That was one of the scariest things ever.”
What Was On The Deck?!
“Every year I do a long-range trip looking for Tuna, Yellowtail, and Dorado out of San Diego. Normally, it’s a two and half-day trip.
We were kelp paddy fishing. It’s basically when pieces of kelp have been broken off and are floating in the currents. These hold fish in the open ocean, so we troll around and look for the paddies. It’s exciting fishing.
We slid up on a fairly large paddy that was just loaded with runt yellowtail. Everyone dropped a line in and they instantly fish on for 22 anglers. Yellowtail (eight to twelve pounds) flying over the rail. It’s not uncommon to catch 50-60 fish on a single stop.
Well, I was taking one of my runt yellowtails to my bag and once I placed it in the bag and pinned another bait on, I turned around and saw a three-foot mako shark on the deck. I looked up and my buddy had caught it while reeling in small yellowtail. We looked at the tail of the yellowtail and it was just ripped to shreds. The mako held on all the way up to the boat deck.

------------------------------------------------------------------------

◆ Activity:
Please answer from the fishing story: what did the narrator see on the deck after turning around?

(Items from a dataset)
------------------------------------------------------------------------

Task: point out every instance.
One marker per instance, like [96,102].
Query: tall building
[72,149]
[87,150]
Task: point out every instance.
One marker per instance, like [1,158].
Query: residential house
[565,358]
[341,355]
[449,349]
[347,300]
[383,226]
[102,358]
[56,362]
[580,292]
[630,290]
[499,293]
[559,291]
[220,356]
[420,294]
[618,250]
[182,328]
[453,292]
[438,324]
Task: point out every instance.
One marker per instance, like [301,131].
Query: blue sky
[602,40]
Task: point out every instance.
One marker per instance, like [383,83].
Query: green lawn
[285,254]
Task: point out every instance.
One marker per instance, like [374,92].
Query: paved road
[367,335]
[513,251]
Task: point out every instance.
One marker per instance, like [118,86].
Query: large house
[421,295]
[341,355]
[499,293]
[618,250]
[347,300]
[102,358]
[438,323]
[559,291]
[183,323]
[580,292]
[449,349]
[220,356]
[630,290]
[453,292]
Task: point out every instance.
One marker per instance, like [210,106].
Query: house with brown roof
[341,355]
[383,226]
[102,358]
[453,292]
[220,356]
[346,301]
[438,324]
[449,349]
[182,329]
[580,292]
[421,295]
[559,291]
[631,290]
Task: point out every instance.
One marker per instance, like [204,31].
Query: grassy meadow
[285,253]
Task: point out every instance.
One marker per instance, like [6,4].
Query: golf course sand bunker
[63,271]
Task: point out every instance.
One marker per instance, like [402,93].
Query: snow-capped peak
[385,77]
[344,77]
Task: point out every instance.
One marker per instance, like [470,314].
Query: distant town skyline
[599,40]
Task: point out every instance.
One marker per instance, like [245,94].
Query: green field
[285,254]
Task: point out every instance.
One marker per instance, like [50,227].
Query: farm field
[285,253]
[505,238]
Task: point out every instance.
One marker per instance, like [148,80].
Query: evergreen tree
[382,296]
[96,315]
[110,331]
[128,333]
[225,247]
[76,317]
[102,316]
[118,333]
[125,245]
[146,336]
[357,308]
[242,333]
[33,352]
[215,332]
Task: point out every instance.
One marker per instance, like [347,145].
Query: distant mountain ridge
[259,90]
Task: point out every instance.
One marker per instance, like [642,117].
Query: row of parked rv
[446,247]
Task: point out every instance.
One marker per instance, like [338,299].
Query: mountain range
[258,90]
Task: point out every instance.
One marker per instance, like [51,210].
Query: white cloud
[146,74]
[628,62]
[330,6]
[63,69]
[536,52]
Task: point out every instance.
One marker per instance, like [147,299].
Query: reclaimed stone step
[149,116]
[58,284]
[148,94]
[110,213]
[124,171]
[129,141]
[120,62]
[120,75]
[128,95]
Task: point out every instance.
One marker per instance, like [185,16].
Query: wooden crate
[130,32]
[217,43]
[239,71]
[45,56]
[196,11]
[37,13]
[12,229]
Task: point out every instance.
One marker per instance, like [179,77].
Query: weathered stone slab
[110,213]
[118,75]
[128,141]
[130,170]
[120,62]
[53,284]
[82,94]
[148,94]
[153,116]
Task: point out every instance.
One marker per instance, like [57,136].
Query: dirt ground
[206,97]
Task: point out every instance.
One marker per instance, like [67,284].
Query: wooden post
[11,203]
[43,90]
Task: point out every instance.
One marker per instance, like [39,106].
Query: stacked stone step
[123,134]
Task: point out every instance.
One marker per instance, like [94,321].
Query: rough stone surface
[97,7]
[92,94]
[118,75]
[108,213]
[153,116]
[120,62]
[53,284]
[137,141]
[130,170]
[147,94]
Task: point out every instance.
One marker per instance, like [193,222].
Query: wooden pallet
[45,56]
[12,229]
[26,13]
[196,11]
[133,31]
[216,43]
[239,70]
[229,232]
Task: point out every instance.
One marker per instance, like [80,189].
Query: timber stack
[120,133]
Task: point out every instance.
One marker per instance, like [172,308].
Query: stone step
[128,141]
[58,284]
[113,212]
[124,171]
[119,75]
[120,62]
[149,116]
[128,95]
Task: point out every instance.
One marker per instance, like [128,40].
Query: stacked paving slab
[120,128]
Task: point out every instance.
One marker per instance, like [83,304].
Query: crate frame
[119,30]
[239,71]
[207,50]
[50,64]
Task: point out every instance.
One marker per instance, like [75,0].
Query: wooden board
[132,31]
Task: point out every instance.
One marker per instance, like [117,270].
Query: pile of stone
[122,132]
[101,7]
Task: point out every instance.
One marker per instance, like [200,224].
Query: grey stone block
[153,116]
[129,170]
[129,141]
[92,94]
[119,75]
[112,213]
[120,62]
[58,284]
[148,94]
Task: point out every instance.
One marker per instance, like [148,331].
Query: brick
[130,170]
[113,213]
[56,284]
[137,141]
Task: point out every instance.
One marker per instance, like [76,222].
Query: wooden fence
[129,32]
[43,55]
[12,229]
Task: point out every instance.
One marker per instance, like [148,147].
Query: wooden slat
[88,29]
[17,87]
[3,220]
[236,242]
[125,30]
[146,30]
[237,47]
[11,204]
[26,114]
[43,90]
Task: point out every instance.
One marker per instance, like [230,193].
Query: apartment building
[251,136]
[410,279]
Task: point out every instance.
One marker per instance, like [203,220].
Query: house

------------------------------------------------------------------------

◆ Solution:
A three-foot mako shark.